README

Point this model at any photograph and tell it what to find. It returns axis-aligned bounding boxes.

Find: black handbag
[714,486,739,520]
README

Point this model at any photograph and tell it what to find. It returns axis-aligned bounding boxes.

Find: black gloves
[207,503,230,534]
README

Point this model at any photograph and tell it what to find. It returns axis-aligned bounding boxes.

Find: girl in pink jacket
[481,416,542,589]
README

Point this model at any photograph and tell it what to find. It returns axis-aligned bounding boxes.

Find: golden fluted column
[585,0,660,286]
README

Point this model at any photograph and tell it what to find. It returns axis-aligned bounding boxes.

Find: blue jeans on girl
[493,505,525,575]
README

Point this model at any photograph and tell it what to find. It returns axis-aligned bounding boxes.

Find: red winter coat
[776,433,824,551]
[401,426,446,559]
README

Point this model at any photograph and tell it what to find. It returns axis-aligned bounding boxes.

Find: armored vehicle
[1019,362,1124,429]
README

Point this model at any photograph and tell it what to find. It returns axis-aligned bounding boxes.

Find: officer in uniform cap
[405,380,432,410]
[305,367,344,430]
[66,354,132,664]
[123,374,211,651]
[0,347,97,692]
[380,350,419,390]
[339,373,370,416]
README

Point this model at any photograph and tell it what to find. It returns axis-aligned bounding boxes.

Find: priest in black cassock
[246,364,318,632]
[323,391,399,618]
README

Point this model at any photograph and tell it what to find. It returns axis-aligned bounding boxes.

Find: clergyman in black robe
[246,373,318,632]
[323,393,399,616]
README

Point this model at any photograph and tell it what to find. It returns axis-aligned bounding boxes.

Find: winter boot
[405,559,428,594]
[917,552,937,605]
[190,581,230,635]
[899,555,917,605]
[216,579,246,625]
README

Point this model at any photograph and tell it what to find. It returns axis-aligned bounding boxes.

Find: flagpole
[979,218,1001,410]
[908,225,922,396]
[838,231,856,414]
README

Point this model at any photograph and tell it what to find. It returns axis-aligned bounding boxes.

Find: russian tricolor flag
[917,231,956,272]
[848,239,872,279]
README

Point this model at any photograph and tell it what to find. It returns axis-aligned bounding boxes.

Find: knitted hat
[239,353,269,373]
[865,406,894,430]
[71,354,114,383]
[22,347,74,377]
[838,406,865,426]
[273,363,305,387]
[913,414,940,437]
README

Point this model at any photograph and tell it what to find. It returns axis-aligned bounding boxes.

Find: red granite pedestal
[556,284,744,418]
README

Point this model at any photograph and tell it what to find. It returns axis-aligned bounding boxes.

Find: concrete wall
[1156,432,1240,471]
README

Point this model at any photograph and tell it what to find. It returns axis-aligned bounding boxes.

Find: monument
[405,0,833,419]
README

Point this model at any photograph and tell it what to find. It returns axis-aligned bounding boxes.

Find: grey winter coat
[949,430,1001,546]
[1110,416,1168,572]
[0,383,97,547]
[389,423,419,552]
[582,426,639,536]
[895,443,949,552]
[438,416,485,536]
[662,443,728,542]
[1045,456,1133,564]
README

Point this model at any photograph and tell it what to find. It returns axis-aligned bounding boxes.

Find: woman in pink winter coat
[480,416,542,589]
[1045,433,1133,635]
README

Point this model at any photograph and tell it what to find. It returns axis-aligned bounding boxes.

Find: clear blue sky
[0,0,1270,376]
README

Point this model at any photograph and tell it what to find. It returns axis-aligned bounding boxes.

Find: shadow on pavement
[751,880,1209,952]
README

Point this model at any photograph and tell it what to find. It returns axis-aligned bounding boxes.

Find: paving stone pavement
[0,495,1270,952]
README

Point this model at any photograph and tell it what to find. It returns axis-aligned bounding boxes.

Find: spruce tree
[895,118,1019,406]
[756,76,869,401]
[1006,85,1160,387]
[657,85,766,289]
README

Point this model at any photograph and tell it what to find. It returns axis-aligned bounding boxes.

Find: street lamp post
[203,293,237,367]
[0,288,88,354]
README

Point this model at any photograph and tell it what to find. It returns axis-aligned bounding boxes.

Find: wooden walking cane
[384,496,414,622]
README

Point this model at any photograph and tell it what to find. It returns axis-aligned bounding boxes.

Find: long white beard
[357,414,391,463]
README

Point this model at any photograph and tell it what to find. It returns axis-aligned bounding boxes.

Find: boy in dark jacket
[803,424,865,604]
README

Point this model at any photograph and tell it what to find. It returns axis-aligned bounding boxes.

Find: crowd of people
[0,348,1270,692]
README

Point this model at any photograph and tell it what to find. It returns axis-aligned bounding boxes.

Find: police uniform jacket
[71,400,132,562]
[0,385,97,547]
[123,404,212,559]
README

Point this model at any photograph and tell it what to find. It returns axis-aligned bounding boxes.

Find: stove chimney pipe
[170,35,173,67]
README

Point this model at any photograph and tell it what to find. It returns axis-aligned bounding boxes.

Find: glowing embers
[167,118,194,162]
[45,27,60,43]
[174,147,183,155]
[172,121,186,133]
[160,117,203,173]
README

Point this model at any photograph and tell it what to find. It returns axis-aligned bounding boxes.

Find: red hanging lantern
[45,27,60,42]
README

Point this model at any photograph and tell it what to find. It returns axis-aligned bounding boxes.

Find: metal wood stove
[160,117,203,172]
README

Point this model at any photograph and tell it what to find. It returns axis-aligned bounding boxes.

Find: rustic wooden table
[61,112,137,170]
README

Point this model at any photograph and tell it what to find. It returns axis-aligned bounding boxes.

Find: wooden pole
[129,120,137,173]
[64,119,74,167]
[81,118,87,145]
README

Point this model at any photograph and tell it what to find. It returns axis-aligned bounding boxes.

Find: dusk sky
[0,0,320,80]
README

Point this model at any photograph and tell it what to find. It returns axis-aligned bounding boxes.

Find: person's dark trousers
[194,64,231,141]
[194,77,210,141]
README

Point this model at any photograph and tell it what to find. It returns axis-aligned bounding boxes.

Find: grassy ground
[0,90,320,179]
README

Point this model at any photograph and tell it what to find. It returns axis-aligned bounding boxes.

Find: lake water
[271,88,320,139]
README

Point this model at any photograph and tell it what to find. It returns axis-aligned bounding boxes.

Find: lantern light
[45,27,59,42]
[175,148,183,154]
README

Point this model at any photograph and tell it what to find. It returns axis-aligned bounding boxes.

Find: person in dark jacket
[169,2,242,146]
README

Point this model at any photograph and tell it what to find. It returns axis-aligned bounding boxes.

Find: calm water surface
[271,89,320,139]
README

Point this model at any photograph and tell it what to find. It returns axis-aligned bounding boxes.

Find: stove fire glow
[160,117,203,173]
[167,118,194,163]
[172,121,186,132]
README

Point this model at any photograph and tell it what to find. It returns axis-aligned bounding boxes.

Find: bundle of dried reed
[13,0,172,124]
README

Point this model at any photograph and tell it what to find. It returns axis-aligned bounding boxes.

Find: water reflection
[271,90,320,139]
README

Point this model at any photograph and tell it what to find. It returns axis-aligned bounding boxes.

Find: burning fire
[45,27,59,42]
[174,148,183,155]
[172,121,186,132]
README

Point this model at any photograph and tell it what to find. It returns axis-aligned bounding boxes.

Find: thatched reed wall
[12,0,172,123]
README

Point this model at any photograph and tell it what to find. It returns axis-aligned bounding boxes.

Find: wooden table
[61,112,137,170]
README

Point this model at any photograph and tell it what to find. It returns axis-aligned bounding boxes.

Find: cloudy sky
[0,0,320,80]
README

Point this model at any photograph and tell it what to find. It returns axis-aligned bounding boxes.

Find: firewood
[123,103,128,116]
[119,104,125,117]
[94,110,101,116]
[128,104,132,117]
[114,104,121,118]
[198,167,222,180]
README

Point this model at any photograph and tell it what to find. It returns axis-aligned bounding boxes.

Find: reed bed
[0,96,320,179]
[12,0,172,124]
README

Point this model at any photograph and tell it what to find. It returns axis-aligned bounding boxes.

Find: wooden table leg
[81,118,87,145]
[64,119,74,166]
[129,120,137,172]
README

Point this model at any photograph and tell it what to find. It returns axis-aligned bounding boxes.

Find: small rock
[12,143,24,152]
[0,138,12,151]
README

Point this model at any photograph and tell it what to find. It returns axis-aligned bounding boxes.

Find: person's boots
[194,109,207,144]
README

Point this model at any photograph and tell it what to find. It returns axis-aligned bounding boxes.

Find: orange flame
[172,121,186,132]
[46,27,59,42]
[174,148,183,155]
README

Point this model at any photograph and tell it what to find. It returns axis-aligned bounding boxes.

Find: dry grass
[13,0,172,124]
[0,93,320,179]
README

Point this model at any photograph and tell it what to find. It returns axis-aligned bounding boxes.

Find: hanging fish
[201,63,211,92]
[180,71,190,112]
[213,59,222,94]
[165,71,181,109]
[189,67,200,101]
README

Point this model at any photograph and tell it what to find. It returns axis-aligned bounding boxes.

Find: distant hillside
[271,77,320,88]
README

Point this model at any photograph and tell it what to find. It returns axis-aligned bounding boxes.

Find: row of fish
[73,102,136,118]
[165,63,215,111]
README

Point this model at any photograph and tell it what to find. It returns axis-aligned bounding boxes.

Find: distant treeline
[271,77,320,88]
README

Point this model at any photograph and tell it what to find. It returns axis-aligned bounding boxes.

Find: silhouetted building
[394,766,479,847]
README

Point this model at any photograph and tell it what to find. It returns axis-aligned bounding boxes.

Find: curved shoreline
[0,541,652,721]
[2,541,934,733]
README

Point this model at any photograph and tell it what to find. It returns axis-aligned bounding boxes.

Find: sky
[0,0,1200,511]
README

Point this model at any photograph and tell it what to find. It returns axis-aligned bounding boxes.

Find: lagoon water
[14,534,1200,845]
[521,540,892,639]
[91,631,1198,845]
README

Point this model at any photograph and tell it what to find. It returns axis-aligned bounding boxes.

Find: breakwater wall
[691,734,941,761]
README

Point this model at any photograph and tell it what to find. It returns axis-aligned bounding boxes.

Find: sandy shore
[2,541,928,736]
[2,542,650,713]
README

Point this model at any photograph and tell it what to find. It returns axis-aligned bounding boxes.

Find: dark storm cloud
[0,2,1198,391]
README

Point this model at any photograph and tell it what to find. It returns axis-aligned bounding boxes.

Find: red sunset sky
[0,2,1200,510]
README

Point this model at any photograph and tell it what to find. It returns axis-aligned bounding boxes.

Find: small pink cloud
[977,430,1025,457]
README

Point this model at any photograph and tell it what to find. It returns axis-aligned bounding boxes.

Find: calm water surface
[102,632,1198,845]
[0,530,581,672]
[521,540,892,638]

****************

Express the stretch of entries above, from the start through the line that contains "[838,231,856,414]", as a JSON list of strings, one string per line, leaving out blank lines.

[
  "README",
  "Point this model at any photograph and tell it what to find. It returns axis-aligned bounding boxes.",
  "Find: black handbag",
  "[714,486,739,520]",
  "README",
  "Point this model at any photograph and tell it what to find. It returns axis-aligned bounding boxes.",
  "Find: black gloves",
  "[207,503,230,534]",
  "README",
  "Point this model at any photograph and tell it what to find. It returns axis-aligned bounding boxes.",
  "Find: girl in pink jacket",
  "[481,416,542,589]",
  "README",
  "Point this model at any photograph and tell it what to find. It returns axis-aligned bounding boxes.",
  "Find: golden fluted column",
  "[585,0,660,286]",
  "README",
  "Point this model at any photograph and tell it what to find. It returns axis-aligned bounding boxes.",
  "Find: blue jeans on girl",
  "[493,505,525,575]",
  "README",
  "Point this model at any photograph and tell it what to find. It returns axis-aligned bounding boxes.",
  "Find: red winter coat",
  "[776,433,824,551]",
  "[401,426,446,559]",
  "README",
  "Point this model at any photograph and tell it what to find. It returns axis-aligned bounding boxes.",
  "Find: armored vehicle",
  "[1019,362,1124,429]",
  "README",
  "Point this model at any photograph and tell it what to find. It returns axis-aligned bounding boxes.",
  "Find: officer in uniform cap",
  "[405,380,432,410]",
  "[305,367,344,430]",
  "[66,354,132,664]",
  "[123,374,211,651]",
  "[0,347,97,692]",
  "[380,350,419,390]",
  "[339,373,370,416]",
  "README",
  "Point this model at any photograph and tell it what to find. It returns axis-aligned bounding boxes.",
  "Find: priest in black cassock",
  "[246,364,318,632]",
  "[323,391,399,618]",
  "README",
  "Point this model at any photograph and tell it what to find. It returns axis-aligned bounding boxes.",
  "Find: clergyman in black robe",
  "[246,373,318,632]",
  "[323,393,399,616]",
  "README",
  "Point this model at any photograph and tell it what to find. It returns axis-aligned bounding boxes.",
  "Find: winter boot",
  "[405,559,428,594]",
  "[917,552,937,605]",
  "[190,581,230,635]",
  "[899,555,917,605]",
  "[216,579,246,625]",
  "README",
  "Point this model at any photograph and tell it what to find. It returns axis-aligned bounding boxes.",
  "Find: flagpole",
  "[979,218,1001,410]",
  "[908,225,922,396]",
  "[838,231,856,414]"
]